Exercise instructions –
Extend the forum post about the lotto drawing, picking up right after its last line.

Quoted text –
Any help would greatly be appreciated.
In a lotto, each week 5 balls are selected at random, without replacement,
from an urn that contains 39 balls numbered 1, 2,...39. A player bought a
ticket with his choice of 5 different numbers. If all 5 of the numbers
drawn from the urn match the player's numbers, then he is a Big Winner. If
exactly 4 of the 5 numbers drawn from the urn match 4 of the player's
numbers, then he is a Little Winner. Suppose that John buys a ticket with
the numbers 1, 2, 3, 4, 5; and suppose that Mary buys a ticket with the
numbers 2, 3, 4, 5, 6.
1. Find the probability that John and Mary will have at least
one Big Winner or Little Winner ticket between them.

Record excerpts –
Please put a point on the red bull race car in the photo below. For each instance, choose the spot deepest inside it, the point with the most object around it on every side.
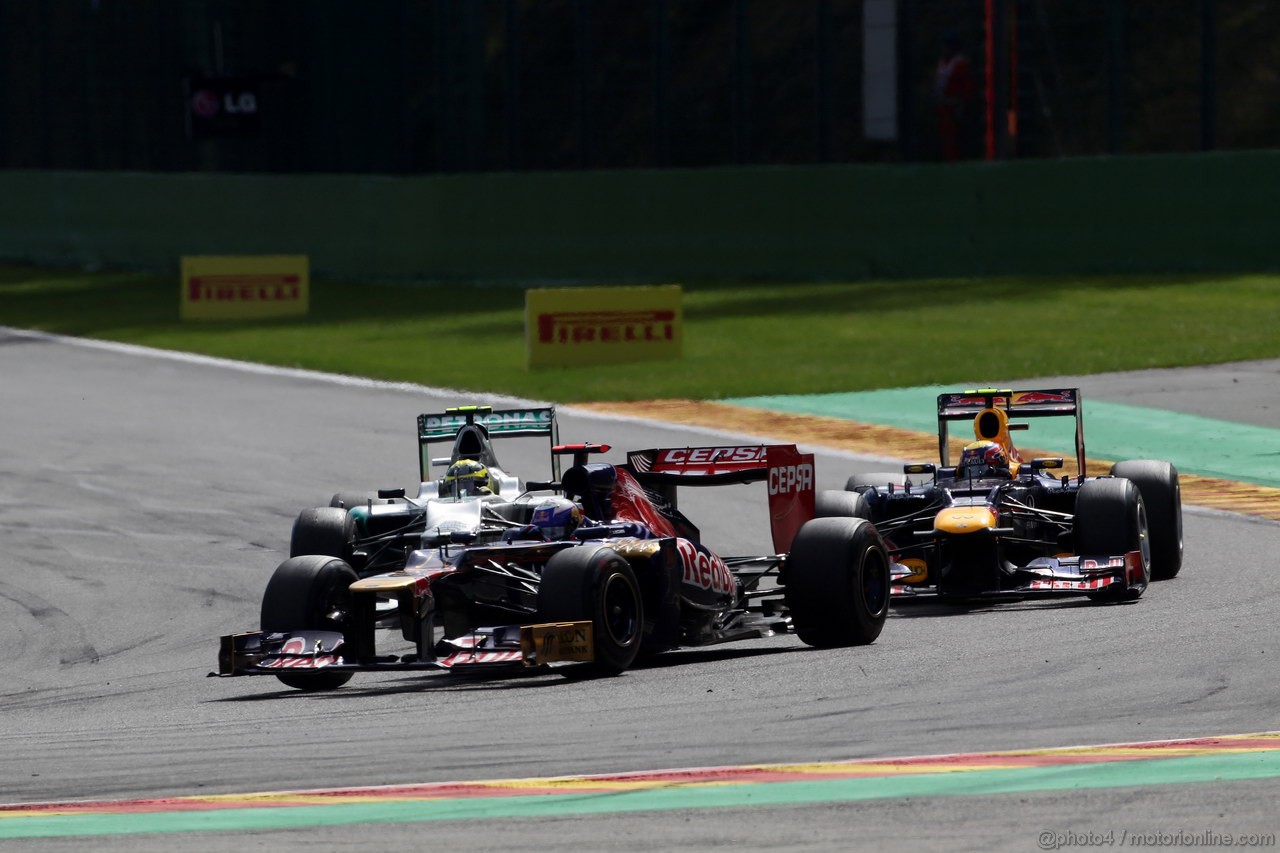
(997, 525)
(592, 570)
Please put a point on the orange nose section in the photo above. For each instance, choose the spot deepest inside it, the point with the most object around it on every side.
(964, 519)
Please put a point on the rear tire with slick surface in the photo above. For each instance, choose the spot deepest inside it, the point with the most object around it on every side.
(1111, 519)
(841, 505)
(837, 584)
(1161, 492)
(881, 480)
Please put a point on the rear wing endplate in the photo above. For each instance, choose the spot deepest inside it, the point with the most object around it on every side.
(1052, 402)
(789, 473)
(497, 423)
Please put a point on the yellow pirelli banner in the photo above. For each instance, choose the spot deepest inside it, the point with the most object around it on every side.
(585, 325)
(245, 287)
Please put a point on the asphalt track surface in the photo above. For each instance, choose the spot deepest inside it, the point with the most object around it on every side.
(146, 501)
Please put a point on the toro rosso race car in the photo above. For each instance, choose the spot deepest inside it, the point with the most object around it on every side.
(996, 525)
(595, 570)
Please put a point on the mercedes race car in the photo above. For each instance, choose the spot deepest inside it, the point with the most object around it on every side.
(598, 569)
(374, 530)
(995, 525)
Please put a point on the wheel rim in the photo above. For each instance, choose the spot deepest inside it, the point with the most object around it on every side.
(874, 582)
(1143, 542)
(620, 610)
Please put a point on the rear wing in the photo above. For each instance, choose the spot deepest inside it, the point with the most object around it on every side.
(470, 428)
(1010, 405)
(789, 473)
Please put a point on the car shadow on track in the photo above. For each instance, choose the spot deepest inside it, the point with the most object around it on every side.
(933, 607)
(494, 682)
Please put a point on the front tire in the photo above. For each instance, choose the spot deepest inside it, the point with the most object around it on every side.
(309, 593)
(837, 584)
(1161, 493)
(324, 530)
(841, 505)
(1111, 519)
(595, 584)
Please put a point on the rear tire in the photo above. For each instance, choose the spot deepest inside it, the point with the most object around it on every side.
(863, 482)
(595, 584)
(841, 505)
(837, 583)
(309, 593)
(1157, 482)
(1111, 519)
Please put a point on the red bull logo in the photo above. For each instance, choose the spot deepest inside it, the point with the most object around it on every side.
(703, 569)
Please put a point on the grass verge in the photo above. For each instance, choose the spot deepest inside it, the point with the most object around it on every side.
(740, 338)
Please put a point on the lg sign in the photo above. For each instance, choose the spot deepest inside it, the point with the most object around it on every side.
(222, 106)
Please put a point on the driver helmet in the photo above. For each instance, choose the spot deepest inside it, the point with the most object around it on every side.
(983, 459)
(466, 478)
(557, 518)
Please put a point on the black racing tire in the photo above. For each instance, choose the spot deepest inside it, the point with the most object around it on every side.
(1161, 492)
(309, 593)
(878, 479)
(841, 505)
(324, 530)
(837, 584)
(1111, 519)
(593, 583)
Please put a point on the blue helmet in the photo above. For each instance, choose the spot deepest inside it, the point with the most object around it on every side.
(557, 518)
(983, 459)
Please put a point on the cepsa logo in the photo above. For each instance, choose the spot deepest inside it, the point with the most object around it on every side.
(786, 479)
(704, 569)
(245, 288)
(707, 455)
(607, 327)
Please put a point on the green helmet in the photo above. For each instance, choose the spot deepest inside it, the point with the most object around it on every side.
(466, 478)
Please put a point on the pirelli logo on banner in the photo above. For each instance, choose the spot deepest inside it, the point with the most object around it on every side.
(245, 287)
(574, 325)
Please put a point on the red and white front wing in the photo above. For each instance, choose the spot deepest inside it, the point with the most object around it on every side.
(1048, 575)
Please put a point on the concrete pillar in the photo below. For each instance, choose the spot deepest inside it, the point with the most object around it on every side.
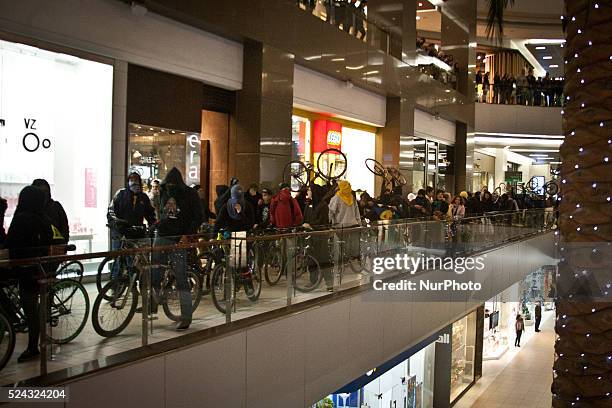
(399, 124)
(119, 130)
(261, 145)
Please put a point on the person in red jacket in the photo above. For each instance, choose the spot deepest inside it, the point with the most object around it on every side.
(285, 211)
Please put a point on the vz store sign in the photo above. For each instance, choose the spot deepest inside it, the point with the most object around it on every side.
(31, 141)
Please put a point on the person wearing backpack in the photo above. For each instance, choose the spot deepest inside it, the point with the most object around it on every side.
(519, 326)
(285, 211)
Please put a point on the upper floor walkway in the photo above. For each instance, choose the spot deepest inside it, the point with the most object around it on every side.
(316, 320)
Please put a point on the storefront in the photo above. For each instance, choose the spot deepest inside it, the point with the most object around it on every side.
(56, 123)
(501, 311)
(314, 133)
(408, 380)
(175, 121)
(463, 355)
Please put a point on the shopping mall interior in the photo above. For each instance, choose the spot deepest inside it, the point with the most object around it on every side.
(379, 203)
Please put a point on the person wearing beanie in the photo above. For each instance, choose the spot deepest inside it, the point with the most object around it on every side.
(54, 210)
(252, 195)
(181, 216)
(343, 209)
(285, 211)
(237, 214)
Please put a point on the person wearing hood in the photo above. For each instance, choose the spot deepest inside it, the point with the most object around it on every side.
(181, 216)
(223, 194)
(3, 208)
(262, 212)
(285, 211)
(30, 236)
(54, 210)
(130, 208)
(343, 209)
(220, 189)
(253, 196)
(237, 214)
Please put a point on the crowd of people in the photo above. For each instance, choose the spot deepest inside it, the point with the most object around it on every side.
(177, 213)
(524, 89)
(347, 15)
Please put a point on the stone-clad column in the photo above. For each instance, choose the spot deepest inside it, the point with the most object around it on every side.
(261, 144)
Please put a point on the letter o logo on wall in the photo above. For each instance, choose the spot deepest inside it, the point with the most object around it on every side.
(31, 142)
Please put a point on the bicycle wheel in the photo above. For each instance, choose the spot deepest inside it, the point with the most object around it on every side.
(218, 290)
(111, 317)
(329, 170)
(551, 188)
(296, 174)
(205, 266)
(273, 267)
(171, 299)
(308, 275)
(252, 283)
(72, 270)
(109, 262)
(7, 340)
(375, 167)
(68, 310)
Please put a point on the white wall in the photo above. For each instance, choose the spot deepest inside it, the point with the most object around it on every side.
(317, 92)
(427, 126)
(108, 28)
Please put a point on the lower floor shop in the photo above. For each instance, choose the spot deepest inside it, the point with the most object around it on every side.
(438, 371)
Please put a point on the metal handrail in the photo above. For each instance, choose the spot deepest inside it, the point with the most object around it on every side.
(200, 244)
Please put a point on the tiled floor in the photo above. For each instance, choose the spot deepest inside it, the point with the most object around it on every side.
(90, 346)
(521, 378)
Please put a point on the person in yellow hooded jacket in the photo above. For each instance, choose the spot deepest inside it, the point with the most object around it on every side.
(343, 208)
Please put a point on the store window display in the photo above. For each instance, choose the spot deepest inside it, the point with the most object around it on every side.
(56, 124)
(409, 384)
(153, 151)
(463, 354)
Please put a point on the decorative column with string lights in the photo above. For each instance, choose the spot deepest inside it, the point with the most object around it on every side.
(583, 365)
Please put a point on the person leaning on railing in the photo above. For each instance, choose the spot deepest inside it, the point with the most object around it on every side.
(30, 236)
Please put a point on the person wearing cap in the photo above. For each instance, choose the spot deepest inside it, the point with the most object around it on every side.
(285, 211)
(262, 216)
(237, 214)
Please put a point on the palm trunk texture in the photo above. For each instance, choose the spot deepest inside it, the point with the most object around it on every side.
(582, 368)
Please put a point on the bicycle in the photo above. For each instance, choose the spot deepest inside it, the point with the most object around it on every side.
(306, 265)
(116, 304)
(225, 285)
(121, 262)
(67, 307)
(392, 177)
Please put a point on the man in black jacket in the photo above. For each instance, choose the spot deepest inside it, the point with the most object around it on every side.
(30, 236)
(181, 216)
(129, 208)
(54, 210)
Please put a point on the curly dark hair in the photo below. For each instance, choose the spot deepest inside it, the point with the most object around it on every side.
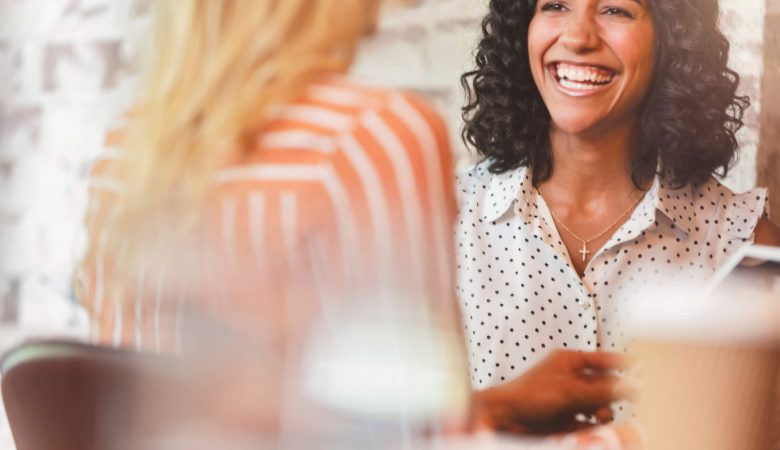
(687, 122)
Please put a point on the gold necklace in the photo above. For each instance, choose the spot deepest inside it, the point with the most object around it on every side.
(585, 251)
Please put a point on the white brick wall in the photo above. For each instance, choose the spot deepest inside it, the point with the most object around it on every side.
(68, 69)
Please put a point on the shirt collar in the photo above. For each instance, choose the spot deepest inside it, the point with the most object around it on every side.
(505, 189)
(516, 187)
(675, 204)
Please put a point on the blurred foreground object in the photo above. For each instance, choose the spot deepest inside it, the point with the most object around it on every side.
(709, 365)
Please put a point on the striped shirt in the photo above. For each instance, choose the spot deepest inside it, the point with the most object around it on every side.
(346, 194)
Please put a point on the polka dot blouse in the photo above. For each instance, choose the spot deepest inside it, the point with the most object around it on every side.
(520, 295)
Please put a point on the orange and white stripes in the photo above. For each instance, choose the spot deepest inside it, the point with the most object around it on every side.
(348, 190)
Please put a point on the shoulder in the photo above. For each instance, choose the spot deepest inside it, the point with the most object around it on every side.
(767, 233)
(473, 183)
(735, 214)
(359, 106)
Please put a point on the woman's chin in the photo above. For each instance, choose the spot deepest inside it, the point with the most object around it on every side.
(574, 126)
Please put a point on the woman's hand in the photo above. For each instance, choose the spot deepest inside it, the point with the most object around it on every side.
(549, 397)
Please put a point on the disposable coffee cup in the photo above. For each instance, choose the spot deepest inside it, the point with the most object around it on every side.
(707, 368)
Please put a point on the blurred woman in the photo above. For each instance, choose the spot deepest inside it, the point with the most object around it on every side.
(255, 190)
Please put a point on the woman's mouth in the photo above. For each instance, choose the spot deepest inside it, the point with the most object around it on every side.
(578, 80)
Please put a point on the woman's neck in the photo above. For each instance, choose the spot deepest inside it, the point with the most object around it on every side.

Exercise result –
Consider two dice, each with faces colored red, white, or blue. One of
the dice is colored red on the faces numbered 1 and 6, white on faces 2
and 5, and blue on faces 3 and 4; the other die is red on faces 1, 2, 3,
and 4, white on face 5, and blue on face 6. Suppose that one of the dice
is chosen at random and rolled 10 times, and then the remaining die is
rolled 10 times.
2. Find the probability that the second die will produce the
same sequence of colors as the first.
3. Suppose that the first roll of the first die produces a red
face. Find the probability that the first roll of the second die
will also be red.